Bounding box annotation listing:
•••••

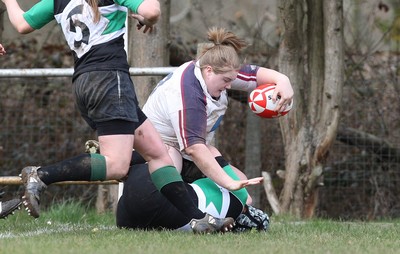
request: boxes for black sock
[38,154,105,185]
[150,166,205,219]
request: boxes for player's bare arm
[185,144,263,191]
[130,0,161,33]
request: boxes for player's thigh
[99,134,134,169]
[134,119,169,161]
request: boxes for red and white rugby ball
[248,84,293,118]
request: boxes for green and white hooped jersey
[55,0,128,58]
[24,0,143,77]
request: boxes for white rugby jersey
[143,61,259,160]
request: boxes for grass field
[0,202,400,254]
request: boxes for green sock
[90,153,107,181]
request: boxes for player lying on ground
[117,164,269,232]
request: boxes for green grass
[0,202,400,254]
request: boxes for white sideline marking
[0,224,116,239]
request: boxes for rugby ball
[248,84,293,118]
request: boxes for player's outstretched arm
[2,0,34,34]
[185,144,263,191]
[131,0,161,33]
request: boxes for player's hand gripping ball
[248,84,293,118]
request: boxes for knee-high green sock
[215,156,249,204]
[151,166,204,219]
[38,153,107,185]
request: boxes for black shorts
[74,71,147,136]
[117,164,193,229]
[117,164,243,229]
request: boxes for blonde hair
[88,0,100,23]
[198,27,247,74]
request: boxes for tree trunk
[279,0,343,218]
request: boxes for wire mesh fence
[0,70,400,219]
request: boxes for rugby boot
[21,166,47,218]
[0,198,21,219]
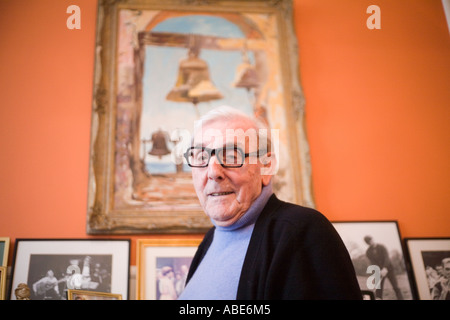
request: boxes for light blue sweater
[178,184,273,300]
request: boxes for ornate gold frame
[87,0,314,234]
[136,237,202,300]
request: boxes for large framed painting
[87,0,314,234]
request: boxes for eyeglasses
[184,146,260,168]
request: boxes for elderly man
[179,107,361,300]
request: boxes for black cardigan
[187,195,361,300]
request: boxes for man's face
[192,119,271,227]
[442,262,450,280]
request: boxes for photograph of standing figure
[333,221,413,300]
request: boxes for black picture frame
[332,220,416,300]
[404,237,450,300]
[9,238,131,300]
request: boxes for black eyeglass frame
[183,146,262,168]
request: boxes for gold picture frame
[0,267,7,300]
[87,0,314,234]
[67,289,122,300]
[136,237,202,300]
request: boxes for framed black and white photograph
[136,238,202,300]
[333,221,414,300]
[10,239,130,300]
[0,267,6,300]
[0,237,10,267]
[405,238,450,300]
[87,0,314,234]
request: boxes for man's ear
[259,151,278,181]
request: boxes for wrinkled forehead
[192,119,258,150]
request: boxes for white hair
[194,105,272,151]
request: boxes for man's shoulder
[264,196,331,231]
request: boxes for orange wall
[0,0,450,265]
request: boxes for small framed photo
[10,239,130,300]
[405,238,450,300]
[0,237,10,267]
[67,289,122,300]
[332,221,415,300]
[136,238,202,300]
[0,267,7,300]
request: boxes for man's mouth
[208,192,234,197]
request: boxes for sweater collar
[211,182,273,231]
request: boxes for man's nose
[208,155,224,180]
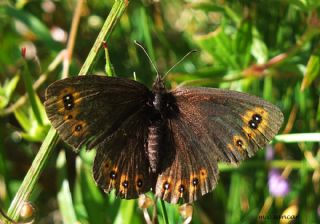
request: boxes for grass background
[0,0,320,224]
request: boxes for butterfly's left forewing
[156,88,283,203]
[45,75,152,199]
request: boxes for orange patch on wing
[233,135,248,152]
[241,107,269,133]
[56,87,82,113]
[135,174,144,192]
[175,180,188,198]
[199,168,208,181]
[72,120,87,137]
[63,109,79,122]
[119,174,129,194]
[243,126,256,139]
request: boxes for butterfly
[44,75,283,203]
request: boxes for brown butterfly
[45,72,283,203]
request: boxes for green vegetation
[0,0,320,224]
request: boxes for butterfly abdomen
[147,121,163,173]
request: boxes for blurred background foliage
[0,0,320,224]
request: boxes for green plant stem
[79,0,129,75]
[274,132,320,143]
[8,128,58,220]
[22,59,43,125]
[159,200,169,224]
[8,0,129,220]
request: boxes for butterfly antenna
[134,40,160,77]
[163,50,198,78]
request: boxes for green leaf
[234,20,252,68]
[195,27,239,69]
[0,75,20,109]
[57,150,77,223]
[3,6,59,49]
[301,45,320,91]
[114,200,136,224]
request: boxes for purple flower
[268,169,290,197]
[266,145,274,161]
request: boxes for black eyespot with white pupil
[163,182,170,190]
[236,139,243,148]
[137,179,142,188]
[179,184,185,193]
[63,94,74,110]
[248,120,258,129]
[252,114,262,124]
[192,177,199,186]
[110,171,117,180]
[122,180,129,188]
[75,124,82,132]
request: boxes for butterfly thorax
[147,76,167,173]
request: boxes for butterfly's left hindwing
[93,110,154,199]
[156,88,283,203]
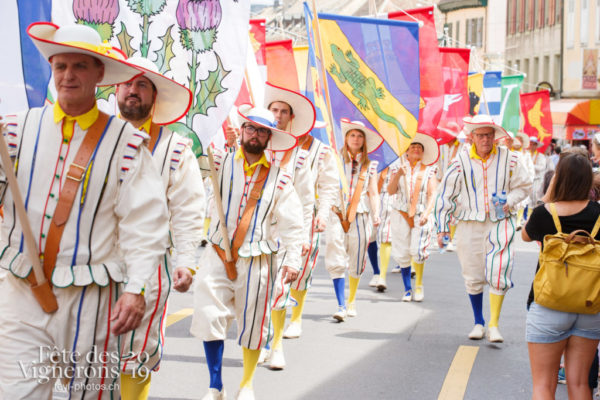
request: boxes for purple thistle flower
[73,0,119,25]
[176,0,222,52]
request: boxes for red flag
[267,39,300,92]
[388,7,444,137]
[521,90,552,153]
[434,47,471,145]
[249,18,267,65]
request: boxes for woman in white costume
[325,119,383,322]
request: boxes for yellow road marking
[438,346,479,400]
[167,308,194,326]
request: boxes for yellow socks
[121,374,151,400]
[290,289,308,323]
[379,243,392,279]
[450,225,456,239]
[271,309,287,350]
[410,260,425,292]
[348,276,360,304]
[489,293,504,327]
[240,347,260,388]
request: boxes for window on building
[565,0,575,47]
[579,0,590,46]
[454,21,462,47]
[444,23,452,47]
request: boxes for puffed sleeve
[506,153,533,208]
[115,126,169,293]
[273,172,303,271]
[167,138,206,269]
[433,159,462,232]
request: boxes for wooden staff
[207,146,237,280]
[0,131,58,313]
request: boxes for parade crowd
[0,23,600,400]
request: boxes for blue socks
[400,267,412,292]
[367,240,379,275]
[469,292,485,326]
[333,278,346,307]
[203,340,225,392]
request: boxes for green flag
[500,75,523,134]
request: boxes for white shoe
[202,388,225,400]
[469,324,485,340]
[269,348,285,371]
[413,286,425,302]
[283,322,302,339]
[257,347,271,364]
[346,303,358,317]
[488,326,504,343]
[376,276,387,292]
[369,275,379,287]
[235,386,254,400]
[333,306,346,322]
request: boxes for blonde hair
[342,128,369,165]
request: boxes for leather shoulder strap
[548,203,564,236]
[231,166,270,261]
[346,163,369,222]
[148,122,161,153]
[42,112,108,282]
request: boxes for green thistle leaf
[167,122,203,158]
[193,53,231,115]
[117,22,135,57]
[96,86,116,101]
[156,25,175,74]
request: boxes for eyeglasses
[242,125,271,138]
[472,132,496,139]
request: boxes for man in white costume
[388,132,439,302]
[0,22,168,399]
[117,57,205,400]
[191,104,304,400]
[434,115,531,342]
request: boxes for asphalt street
[150,236,567,400]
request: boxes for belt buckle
[67,163,86,182]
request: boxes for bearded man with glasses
[434,115,532,342]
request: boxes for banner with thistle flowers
[52,0,250,156]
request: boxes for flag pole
[312,0,352,217]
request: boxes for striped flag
[479,71,502,124]
[0,0,52,115]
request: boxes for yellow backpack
[533,203,600,314]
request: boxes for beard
[119,96,153,121]
[241,139,269,154]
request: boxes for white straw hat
[238,104,298,151]
[341,118,383,153]
[264,82,317,137]
[119,57,192,125]
[27,22,141,86]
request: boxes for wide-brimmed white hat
[341,118,383,153]
[463,114,510,140]
[264,82,317,137]
[27,22,141,86]
[238,104,298,151]
[410,132,440,165]
[119,57,192,125]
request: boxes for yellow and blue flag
[305,4,420,170]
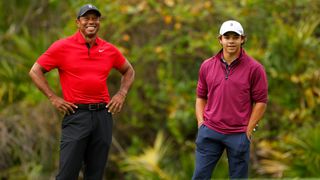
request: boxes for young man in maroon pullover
[192,20,268,180]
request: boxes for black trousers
[56,109,113,180]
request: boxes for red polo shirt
[37,31,125,104]
[197,49,268,134]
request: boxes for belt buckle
[89,104,99,111]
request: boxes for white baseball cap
[219,20,244,36]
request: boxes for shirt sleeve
[251,66,268,103]
[37,41,63,71]
[113,46,126,69]
[197,63,208,99]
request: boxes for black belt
[76,103,107,111]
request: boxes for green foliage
[0,0,320,179]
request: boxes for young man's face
[77,11,100,38]
[219,32,244,54]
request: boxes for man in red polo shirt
[29,4,134,180]
[192,20,268,180]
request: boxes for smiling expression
[219,32,244,54]
[77,11,100,38]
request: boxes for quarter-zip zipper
[86,43,90,57]
[225,63,231,79]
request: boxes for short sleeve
[112,46,126,69]
[37,41,63,71]
[197,63,208,99]
[251,66,268,103]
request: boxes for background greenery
[0,0,320,180]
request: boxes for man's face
[219,32,244,54]
[77,11,100,38]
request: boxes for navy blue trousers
[192,125,250,180]
[56,109,113,180]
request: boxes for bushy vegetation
[0,0,320,179]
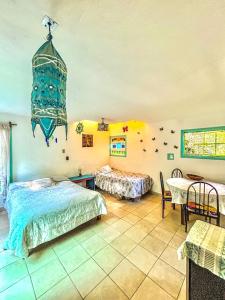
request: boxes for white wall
[0,114,109,180]
[0,112,225,192]
[110,116,225,192]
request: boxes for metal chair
[184,181,220,232]
[160,172,175,218]
[171,168,184,178]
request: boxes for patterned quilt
[4,181,107,257]
[96,169,153,198]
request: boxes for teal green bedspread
[4,181,107,257]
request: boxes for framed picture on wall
[82,134,93,147]
[110,135,127,157]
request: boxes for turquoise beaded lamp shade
[31,29,67,145]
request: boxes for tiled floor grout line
[50,246,86,299]
[0,195,185,299]
[24,259,37,299]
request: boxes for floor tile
[125,225,147,243]
[140,235,167,256]
[132,208,148,218]
[85,277,128,300]
[0,193,187,300]
[59,245,90,273]
[127,246,158,275]
[143,213,162,225]
[132,277,173,300]
[0,260,28,292]
[99,226,121,243]
[92,221,109,234]
[148,259,184,298]
[110,234,137,256]
[135,219,155,233]
[39,277,82,300]
[26,246,57,273]
[160,246,186,275]
[158,218,180,234]
[123,213,141,224]
[73,228,96,243]
[0,276,36,300]
[104,213,119,225]
[150,226,174,243]
[123,202,137,212]
[0,250,20,269]
[111,219,131,233]
[169,234,184,249]
[109,259,145,298]
[112,208,128,218]
[81,235,107,256]
[70,259,106,297]
[52,234,77,255]
[31,259,67,297]
[93,245,124,274]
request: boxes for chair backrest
[159,172,165,195]
[186,181,219,217]
[171,168,183,178]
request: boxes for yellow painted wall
[109,117,225,192]
[0,114,109,181]
[109,121,148,172]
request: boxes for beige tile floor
[0,193,194,300]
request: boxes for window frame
[181,126,225,160]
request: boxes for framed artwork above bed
[82,134,93,147]
[110,135,127,157]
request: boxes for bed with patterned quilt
[4,178,107,257]
[95,166,153,199]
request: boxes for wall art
[110,135,127,157]
[82,134,93,147]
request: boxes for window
[181,126,225,160]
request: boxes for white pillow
[101,165,112,174]
[52,175,69,182]
[31,178,53,188]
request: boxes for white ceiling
[0,0,225,121]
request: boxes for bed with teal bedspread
[4,181,107,257]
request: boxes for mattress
[4,181,107,257]
[95,169,153,198]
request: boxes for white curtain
[0,123,10,208]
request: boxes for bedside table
[69,174,95,191]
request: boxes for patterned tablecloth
[177,221,225,279]
[166,178,225,215]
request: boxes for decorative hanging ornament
[76,122,84,134]
[31,16,67,146]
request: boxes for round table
[166,178,225,223]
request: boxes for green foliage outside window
[181,126,225,160]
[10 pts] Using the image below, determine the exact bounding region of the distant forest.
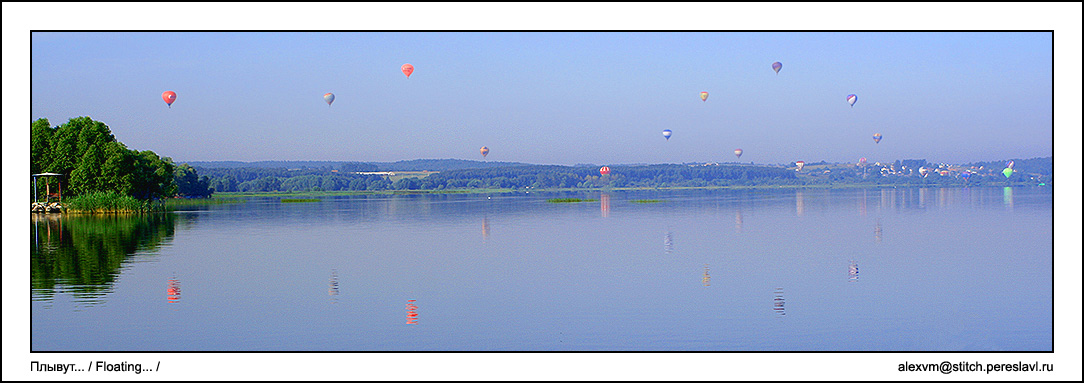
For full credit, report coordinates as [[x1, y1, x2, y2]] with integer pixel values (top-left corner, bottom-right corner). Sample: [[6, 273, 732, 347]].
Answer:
[[189, 157, 1054, 192]]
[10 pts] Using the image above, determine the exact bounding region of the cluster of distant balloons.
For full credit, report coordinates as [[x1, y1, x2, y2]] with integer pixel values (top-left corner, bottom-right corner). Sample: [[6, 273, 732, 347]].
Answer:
[[162, 61, 888, 173]]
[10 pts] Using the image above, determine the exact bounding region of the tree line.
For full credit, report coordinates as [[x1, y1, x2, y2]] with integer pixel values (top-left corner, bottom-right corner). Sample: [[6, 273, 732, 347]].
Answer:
[[30, 117, 211, 200]]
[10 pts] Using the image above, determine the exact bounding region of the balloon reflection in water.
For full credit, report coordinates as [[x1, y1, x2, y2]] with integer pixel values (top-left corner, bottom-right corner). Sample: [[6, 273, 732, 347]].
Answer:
[[598, 193, 609, 218], [772, 288, 787, 316], [859, 189, 868, 217], [795, 190, 805, 216], [166, 277, 181, 303], [327, 269, 338, 303], [407, 299, 417, 324]]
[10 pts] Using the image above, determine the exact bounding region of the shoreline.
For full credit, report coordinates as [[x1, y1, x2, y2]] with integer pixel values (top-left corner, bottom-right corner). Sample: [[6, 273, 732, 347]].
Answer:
[[210, 183, 1053, 200]]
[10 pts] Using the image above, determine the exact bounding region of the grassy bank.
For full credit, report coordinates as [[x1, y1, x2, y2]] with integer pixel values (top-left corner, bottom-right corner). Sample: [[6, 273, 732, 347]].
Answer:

•••••

Problem statement>
Lay out the listing from the line with "request: boxes for man's mouth" up to and including the line with "[45,72,283,203]" as a two-column CSV with the header request,boxes, one row per request, putting the request text and its boxes each in a double-quoted field with line breaks replaced by spaces. Leave the picture markers out of the CSV.

Task output>
request,boxes
"request: boxes for man's mouth","[208,192,234,197]"
"request: boxes for sweater collar","[211,182,273,231]"
"request: boxes for man's nose","[208,155,224,180]"
"request: boxes for grass background","[0,0,320,224]"
"request: boxes for butterfly's left forewing","[156,88,283,203] [45,75,152,199]"
"request: boxes for orange patch on wing","[233,135,248,152] [241,107,269,133] [56,87,82,113] [135,174,144,192] [175,180,188,198] [199,168,208,181] [72,120,87,137] [63,109,79,122] [119,174,129,194] [243,126,256,139]"
"request: boxes for butterfly","[44,75,283,203]"
"request: boxes for brown butterfly","[45,72,283,203]"